Provided records —
++++++++
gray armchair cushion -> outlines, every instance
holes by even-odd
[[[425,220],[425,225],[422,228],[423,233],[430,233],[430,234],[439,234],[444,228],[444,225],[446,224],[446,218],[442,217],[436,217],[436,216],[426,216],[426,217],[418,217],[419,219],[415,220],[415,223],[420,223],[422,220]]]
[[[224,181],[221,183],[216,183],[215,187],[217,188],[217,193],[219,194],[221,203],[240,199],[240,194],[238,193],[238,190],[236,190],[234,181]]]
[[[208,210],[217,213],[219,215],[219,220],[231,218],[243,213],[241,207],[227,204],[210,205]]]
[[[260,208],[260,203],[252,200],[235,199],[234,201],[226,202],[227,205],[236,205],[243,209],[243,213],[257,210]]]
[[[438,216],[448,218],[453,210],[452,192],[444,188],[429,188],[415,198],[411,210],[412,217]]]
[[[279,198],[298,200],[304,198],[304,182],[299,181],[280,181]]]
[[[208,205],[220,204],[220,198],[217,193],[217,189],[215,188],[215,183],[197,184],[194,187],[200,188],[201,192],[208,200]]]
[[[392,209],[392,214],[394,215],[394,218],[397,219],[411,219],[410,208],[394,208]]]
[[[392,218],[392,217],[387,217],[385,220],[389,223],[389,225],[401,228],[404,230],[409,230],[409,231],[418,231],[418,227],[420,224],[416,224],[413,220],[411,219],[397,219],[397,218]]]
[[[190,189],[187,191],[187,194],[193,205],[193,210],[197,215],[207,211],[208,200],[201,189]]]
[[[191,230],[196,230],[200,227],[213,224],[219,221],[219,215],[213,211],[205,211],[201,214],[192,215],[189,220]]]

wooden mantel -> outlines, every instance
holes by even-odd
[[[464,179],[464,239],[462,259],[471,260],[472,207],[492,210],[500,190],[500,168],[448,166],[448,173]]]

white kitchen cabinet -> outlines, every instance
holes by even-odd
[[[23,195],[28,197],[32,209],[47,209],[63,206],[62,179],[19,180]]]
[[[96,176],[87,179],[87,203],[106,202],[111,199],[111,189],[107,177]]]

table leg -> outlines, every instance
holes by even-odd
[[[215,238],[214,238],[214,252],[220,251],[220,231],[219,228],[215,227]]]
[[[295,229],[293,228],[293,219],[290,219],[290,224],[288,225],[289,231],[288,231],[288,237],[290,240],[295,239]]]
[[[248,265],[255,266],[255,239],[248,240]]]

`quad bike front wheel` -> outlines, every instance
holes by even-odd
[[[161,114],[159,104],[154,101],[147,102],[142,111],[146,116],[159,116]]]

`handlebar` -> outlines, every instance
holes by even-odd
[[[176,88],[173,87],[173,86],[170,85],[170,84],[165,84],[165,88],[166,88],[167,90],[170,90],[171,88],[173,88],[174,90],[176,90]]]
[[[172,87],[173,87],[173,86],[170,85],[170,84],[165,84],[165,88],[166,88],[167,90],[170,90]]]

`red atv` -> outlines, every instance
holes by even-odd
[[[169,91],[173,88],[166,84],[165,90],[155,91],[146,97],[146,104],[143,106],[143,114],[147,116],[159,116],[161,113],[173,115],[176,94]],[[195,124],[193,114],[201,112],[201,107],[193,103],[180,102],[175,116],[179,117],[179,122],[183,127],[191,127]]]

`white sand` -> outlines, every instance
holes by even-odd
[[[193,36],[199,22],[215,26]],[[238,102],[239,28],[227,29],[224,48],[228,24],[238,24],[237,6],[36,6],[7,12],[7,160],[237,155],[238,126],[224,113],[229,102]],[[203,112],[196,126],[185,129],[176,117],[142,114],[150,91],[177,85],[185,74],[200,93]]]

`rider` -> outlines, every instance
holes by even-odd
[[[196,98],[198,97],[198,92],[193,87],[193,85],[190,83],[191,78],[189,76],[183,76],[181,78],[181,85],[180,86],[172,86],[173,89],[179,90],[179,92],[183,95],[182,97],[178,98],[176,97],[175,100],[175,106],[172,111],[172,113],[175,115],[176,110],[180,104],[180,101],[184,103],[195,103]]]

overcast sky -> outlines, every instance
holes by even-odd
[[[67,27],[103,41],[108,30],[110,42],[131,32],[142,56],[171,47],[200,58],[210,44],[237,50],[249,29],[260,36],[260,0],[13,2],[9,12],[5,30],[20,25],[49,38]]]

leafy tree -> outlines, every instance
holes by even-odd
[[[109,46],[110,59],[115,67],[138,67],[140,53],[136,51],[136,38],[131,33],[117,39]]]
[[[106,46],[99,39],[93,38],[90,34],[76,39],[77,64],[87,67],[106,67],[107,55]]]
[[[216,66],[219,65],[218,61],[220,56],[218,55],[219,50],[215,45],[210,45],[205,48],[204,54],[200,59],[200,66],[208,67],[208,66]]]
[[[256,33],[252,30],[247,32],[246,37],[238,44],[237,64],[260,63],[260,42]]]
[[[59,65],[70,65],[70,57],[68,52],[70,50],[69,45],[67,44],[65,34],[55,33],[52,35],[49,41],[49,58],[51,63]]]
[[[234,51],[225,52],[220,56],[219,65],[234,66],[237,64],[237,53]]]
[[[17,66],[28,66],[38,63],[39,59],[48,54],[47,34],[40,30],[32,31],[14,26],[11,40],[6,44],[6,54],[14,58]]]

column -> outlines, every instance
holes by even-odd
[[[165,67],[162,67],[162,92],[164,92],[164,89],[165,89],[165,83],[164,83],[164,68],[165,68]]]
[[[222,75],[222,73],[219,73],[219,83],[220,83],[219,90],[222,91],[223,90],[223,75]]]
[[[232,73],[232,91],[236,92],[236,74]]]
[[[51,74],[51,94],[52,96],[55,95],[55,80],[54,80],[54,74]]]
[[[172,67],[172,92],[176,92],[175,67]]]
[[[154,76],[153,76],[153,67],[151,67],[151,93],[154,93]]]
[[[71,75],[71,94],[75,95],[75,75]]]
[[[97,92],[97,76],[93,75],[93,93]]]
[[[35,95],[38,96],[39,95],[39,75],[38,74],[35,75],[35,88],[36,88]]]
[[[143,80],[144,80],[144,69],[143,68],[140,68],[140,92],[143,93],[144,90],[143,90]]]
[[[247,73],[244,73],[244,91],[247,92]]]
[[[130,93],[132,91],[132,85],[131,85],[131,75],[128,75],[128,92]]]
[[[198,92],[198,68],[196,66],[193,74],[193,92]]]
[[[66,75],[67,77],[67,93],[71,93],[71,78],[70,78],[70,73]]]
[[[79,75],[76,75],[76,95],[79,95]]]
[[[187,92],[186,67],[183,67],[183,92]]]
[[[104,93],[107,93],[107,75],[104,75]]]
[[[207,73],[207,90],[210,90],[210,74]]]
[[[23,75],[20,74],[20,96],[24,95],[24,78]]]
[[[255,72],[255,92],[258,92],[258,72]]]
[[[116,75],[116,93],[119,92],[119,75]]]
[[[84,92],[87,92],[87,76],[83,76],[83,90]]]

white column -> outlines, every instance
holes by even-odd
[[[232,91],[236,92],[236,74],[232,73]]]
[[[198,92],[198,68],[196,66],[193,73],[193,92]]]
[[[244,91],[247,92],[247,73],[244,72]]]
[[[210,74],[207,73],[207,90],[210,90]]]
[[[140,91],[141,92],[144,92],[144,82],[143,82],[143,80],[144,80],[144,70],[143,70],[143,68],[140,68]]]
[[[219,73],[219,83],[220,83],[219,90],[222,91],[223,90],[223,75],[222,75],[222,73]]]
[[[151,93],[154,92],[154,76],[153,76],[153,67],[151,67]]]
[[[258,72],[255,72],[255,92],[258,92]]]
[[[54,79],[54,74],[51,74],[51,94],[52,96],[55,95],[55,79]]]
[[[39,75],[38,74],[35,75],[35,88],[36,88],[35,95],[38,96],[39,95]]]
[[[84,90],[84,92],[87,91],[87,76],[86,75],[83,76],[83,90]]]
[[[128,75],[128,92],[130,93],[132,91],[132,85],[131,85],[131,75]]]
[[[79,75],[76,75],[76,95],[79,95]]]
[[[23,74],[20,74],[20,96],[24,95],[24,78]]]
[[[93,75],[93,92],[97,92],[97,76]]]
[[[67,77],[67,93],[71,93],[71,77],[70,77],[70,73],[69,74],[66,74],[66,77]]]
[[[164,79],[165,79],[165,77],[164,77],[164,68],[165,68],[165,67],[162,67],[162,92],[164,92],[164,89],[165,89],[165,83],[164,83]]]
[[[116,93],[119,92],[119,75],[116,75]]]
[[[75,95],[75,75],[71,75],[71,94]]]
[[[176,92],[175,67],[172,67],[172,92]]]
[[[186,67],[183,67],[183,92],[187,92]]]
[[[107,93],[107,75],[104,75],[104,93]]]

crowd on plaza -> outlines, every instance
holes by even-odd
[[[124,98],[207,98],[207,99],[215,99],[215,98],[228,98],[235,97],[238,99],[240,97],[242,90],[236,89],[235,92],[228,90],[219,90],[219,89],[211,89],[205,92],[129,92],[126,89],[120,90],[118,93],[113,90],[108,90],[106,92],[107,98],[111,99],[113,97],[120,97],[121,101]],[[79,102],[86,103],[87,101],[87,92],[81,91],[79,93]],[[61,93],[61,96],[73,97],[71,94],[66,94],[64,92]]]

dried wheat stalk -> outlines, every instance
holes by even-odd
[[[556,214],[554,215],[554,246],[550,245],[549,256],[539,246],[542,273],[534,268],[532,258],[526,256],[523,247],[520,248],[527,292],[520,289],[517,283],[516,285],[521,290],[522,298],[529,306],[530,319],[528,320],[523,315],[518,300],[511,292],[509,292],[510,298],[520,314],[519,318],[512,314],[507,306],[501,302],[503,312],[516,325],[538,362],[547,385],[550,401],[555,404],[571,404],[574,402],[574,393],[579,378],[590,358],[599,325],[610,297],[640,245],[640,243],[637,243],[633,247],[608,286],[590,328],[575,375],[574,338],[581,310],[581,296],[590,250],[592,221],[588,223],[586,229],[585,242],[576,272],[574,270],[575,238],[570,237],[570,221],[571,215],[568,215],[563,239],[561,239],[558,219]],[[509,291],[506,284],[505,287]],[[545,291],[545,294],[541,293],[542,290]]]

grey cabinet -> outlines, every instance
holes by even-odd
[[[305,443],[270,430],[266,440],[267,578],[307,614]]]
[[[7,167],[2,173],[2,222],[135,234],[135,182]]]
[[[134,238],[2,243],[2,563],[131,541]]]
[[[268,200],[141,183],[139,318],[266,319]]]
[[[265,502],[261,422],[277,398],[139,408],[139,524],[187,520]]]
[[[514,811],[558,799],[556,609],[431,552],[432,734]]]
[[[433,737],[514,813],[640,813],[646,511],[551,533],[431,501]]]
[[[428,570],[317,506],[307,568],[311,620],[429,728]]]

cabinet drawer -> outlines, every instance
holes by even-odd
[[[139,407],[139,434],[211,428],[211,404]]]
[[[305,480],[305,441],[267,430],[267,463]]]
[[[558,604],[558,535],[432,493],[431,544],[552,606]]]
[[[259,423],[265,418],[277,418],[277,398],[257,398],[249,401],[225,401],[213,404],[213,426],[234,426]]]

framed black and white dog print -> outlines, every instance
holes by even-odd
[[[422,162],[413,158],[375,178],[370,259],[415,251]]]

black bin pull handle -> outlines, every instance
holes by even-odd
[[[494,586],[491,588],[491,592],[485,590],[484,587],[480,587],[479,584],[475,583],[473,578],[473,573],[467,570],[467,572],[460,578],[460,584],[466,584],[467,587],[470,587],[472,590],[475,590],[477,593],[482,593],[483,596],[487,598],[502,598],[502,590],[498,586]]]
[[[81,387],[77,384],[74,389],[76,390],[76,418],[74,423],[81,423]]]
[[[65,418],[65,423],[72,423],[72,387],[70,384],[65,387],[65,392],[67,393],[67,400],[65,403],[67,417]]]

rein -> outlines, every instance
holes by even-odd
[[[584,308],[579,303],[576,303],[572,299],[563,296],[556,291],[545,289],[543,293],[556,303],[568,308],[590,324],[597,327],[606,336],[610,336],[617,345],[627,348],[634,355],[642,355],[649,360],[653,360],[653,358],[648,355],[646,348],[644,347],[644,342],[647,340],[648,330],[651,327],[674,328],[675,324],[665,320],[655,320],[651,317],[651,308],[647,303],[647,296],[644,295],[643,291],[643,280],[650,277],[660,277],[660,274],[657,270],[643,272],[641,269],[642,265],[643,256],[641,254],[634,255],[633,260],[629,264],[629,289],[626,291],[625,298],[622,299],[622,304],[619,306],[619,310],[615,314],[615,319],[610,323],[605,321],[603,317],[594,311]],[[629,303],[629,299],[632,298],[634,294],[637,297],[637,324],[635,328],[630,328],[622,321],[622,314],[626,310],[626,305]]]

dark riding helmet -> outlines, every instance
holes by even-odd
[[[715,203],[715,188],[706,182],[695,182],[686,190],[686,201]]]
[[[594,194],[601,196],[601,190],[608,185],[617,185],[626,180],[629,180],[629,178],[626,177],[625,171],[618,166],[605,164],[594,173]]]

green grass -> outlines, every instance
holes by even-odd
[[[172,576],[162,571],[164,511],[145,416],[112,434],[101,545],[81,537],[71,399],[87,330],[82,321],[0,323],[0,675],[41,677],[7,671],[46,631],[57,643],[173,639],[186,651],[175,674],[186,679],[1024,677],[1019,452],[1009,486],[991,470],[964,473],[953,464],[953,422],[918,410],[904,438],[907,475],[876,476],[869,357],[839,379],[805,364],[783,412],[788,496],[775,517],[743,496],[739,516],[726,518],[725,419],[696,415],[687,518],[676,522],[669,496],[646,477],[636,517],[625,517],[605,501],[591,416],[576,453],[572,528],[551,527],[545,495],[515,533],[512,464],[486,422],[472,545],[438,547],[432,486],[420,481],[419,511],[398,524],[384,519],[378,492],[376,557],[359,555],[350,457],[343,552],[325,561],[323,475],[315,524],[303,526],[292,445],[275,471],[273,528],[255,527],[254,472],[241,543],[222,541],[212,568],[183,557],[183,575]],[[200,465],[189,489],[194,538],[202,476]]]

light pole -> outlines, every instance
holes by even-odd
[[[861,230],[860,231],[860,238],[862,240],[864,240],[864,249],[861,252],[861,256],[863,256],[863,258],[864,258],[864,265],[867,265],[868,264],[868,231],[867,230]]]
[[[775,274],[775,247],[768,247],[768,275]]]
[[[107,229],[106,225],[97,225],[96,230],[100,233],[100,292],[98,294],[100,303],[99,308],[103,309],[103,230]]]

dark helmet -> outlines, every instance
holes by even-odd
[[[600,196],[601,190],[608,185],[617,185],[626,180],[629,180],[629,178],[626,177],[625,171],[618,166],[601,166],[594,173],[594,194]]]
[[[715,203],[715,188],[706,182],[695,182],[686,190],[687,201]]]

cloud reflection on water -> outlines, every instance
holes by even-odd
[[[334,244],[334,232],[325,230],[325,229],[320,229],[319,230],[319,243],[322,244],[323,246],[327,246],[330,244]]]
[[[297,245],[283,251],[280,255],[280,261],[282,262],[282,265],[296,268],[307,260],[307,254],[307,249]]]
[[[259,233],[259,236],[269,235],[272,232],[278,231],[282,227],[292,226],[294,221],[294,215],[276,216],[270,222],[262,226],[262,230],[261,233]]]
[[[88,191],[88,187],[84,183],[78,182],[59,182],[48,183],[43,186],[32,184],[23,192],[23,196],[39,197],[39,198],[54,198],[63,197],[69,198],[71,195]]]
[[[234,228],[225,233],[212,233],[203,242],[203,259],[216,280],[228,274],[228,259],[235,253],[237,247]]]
++++++++
What you need to do —
Everything from the line containing "cloud reflection on" through the final line of the listing, inclusive, must be reproduced exactly; leave out the rest.

Solution to this exercise —
cloud reflection on water -> outlines, every instance
holes by even-odd
[[[334,244],[334,232],[325,230],[325,229],[320,229],[319,230],[319,243],[322,244],[323,246],[327,246],[330,244]]]
[[[297,245],[283,251],[280,255],[280,261],[282,262],[282,265],[296,268],[307,260],[307,254],[307,249]]]
[[[259,233],[259,236],[269,235],[272,232],[278,231],[282,227],[292,226],[294,221],[294,215],[276,216],[270,222],[262,226],[262,230],[261,233]]]
[[[88,191],[88,187],[84,183],[78,182],[59,182],[48,183],[43,186],[32,184],[23,192],[23,196],[39,197],[39,198],[54,198],[63,197],[69,198],[71,195]]]
[[[234,228],[225,233],[212,233],[203,242],[203,259],[216,280],[228,274],[228,259],[235,253],[237,247]]]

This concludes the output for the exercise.